Stored data
● ● ● ● ● ● ●
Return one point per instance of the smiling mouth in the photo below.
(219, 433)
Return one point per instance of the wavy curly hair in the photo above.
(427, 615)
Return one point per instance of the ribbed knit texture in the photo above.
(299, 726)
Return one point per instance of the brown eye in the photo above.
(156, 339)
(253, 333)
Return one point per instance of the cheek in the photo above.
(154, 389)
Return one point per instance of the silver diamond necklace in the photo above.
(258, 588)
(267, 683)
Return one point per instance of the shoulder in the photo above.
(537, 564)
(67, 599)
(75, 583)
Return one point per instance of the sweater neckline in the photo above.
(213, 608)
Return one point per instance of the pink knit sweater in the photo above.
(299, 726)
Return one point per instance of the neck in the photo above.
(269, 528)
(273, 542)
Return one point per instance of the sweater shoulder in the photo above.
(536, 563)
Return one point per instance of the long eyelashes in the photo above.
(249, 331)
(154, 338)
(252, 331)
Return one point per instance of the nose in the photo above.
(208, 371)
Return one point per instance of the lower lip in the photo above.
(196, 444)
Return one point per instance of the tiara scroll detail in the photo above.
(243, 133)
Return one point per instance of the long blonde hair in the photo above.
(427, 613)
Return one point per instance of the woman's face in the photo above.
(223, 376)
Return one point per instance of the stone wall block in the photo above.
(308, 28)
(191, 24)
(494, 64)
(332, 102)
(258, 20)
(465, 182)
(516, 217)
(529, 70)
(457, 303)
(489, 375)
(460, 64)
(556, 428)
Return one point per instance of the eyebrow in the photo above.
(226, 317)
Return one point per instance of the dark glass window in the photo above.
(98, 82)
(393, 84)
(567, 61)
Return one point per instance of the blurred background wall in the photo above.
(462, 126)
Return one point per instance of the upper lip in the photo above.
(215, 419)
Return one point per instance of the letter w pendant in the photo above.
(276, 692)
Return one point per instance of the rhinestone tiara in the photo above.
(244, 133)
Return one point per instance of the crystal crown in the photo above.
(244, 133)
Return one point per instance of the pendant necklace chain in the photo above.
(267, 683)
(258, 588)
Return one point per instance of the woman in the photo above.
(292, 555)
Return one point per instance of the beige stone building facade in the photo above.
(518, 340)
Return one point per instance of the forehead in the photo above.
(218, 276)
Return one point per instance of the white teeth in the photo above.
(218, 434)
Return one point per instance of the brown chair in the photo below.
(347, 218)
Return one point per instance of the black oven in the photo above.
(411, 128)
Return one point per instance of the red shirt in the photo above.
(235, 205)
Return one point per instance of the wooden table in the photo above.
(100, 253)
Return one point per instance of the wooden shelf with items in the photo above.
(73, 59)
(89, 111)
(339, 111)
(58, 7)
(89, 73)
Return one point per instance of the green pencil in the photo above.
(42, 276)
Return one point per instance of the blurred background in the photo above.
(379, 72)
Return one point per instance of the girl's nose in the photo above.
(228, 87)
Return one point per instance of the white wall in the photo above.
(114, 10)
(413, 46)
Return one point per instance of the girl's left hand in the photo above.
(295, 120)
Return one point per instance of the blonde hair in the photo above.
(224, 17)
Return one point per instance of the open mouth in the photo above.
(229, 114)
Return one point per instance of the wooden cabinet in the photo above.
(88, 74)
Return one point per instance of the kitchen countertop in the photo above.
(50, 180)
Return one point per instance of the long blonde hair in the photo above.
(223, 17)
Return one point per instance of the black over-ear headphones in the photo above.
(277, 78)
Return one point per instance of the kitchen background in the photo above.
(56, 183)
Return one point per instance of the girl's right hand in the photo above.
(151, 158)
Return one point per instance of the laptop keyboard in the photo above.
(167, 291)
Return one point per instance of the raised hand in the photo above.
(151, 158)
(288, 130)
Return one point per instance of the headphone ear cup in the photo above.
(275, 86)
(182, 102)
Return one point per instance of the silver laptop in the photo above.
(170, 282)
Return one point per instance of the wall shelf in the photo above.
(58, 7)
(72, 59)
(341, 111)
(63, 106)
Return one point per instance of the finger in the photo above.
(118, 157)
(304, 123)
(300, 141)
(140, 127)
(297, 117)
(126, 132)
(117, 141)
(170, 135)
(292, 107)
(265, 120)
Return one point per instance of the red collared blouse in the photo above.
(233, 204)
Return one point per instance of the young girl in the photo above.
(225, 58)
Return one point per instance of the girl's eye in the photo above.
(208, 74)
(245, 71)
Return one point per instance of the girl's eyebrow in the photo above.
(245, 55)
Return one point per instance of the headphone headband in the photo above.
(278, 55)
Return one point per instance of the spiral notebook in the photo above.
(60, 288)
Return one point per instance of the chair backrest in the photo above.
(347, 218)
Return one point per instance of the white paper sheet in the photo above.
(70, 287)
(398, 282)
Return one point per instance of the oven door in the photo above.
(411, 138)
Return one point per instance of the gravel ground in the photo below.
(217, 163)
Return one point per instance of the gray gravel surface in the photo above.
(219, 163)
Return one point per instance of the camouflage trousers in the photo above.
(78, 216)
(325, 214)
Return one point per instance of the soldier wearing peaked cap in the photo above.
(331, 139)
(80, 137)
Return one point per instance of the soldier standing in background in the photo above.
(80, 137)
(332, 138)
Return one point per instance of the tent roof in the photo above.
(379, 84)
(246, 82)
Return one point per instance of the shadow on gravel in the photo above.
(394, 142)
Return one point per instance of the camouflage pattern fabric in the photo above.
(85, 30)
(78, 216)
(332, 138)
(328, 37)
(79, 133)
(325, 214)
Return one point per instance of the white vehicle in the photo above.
● ● ● ● ● ● ●
Objective:
Return the entries above exactly, each one complete.

Response to the exercise:
Return one point per instance of the smiling mouth in the photo below.
(219, 433)
Return one point per instance of the wavy curly hair in the photo above.
(427, 615)
Return one point per instance of the ribbed knit texture in the photo above.
(299, 726)
Return one point per instance of the brown eye in the photo above.
(156, 339)
(253, 333)
Return one point per instance of the cheek in the photo above.
(154, 389)
Return one point per instance of the silver diamond necklace in the photo above.
(258, 588)
(267, 683)
Return one point per instance of the shoulder in the photo above.
(537, 564)
(67, 599)
(75, 583)
Return one point per instance of the sweater neckline in the photo above.
(213, 608)
Return one point per instance of the pink knit sweater in the photo above.
(299, 726)
Return one point per instance of the neck in the photo above.
(269, 528)
(273, 542)
Return one point per instance of the sweater shoulder in the photo above.
(536, 563)
Return one point per instance of the long eyelashes in the photo above.
(249, 331)
(154, 338)
(252, 331)
Return one point per instance of the nose in the photo above.
(208, 371)
Return one point per instance of the lower lip in the photo above.
(196, 444)
Return one point per instance of the tiara scroll detail in the photo above.
(243, 133)
Return one point per instance of the long blonde hair in the photo above.
(427, 613)
Return one point per instance of the woman's face in the photo above.
(223, 376)
Return one point per instance of the stone wall block in the photo above.
(308, 28)
(191, 24)
(494, 64)
(332, 102)
(258, 20)
(465, 182)
(516, 217)
(529, 70)
(457, 303)
(489, 375)
(460, 64)
(556, 428)
Return one point per instance of the eyebrow in the photo above.
(226, 317)
Return one point per instance of the dark glass window in the photo above.
(98, 82)
(393, 84)
(567, 61)
Return one point per instance of the blurred background wall in the photo above.
(462, 126)
Return one point per instance of the upper lip in the photo above.
(215, 419)
Return one point per instance of the letter w pendant in the photo above.
(276, 692)
Return one point per instance of the rhinestone tiara in the photo above.
(244, 133)
Return one point per instance of the crystal crown in the photo above.
(244, 133)
Return one point per instance of the pendant necklace chain in the photo above.
(267, 683)
(258, 588)
Return one point per instance of the woman in the photo above.
(292, 555)
Return one point per instance of the beige stone building facade in the photo above.
(518, 340)
Return one point per instance of the forehead in the photo above.
(218, 276)
Return one point per instance of the white teeth in the photo above.
(218, 434)
Return one point per instance of the brown chair in the photo below.
(347, 218)
Return one point per instance of the black oven in the photo above.
(411, 128)
Return one point per instance of the red shirt in the photo above.
(235, 205)
Return one point per instance of the wooden table in the photo above.
(100, 253)
Return one point per instance of the wooden shelf with items in the photo above.
(73, 59)
(89, 111)
(339, 111)
(58, 7)
(89, 73)
Return one point per instance of the green pencil in the photo above.
(42, 276)
Return one point per instance of the blurred background in the photo above.
(379, 72)
Return one point per instance of the girl's nose in the photo above.
(228, 87)
Return one point per instance of the white wall in the photo above.
(114, 10)
(413, 46)
Return one point per instance of the girl's left hand in the photo above.
(295, 120)
Return one point per instance of the blonde hair in the photo above.
(224, 17)
Return one point per instance of the open mouth in the photo above.
(229, 114)
Return one point per instance of the wooden cabinet in the photo above.
(88, 74)
Return one point per instance of the kitchen countertop in the photo above.
(50, 180)
Return one point per instance of the long blonde hair in the photo above.
(223, 17)
Return one point per instance of the black over-ear headphones in the photo above.
(277, 78)
Return one point per instance of the kitchen background in the photo above.
(56, 183)
Return one point per instance of the girl's right hand in the photo above.
(151, 158)
Return one point per instance of the laptop keyboard in the photo above.
(167, 291)
Return one point per instance of the raised hand in the photo above.
(151, 158)
(288, 130)
Return one point per instance of the headphone ear cup in the photo above.
(275, 86)
(182, 102)
Return one point per instance of the silver laptop in the photo above.
(170, 282)
Return one point per instance of the wall shelf in the photo above.
(58, 7)
(72, 59)
(341, 111)
(63, 106)
Return one point per instance of the finger in the photo above.
(118, 157)
(304, 123)
(300, 141)
(140, 127)
(297, 117)
(126, 132)
(117, 141)
(170, 135)
(292, 107)
(265, 120)
Return one point per instance of the red collared blouse in the photo above.
(233, 204)
Return one point per instance of the young girl in the photo above.
(225, 58)
Return one point per instance of the girl's eye in the photo above.
(208, 74)
(245, 71)
Return one point per instance of the girl's eyebrow in the photo above.
(245, 55)
Return one point per instance of the headphone headband in the photo above.
(278, 55)
Return one point per instance of the spiral notebook in the photo above.
(60, 288)
Return one point per instance of the chair backrest in the photo above.
(347, 218)
Return one point per instance of the white paper sheet in the photo above.
(70, 287)
(398, 282)
Return one point per instance of the oven door in the photo above.
(411, 138)
Return one point per instance of the gravel ground in the photo below.
(217, 163)
Return one point per instance of the gray gravel surface in the photo above.
(219, 163)
Return one point per instance of the camouflage trousers in the photo above.
(78, 216)
(325, 214)
Return one point per instance of the soldier wearing peaked cap in the photo above.
(331, 139)
(80, 137)
Return one point per instance of the soldier standing in background in the photo above.
(80, 137)
(332, 138)
Return one point per instance of the tent roof in the photo above.
(379, 84)
(246, 82)
Return one point per instance of the shadow on gravel in the photo above.
(394, 142)
Return one point per instance of the camouflage pattern fabric in the photo above.
(85, 30)
(78, 216)
(332, 138)
(328, 37)
(79, 133)
(325, 214)
Return one point per instance of the white vehicle in the photo above.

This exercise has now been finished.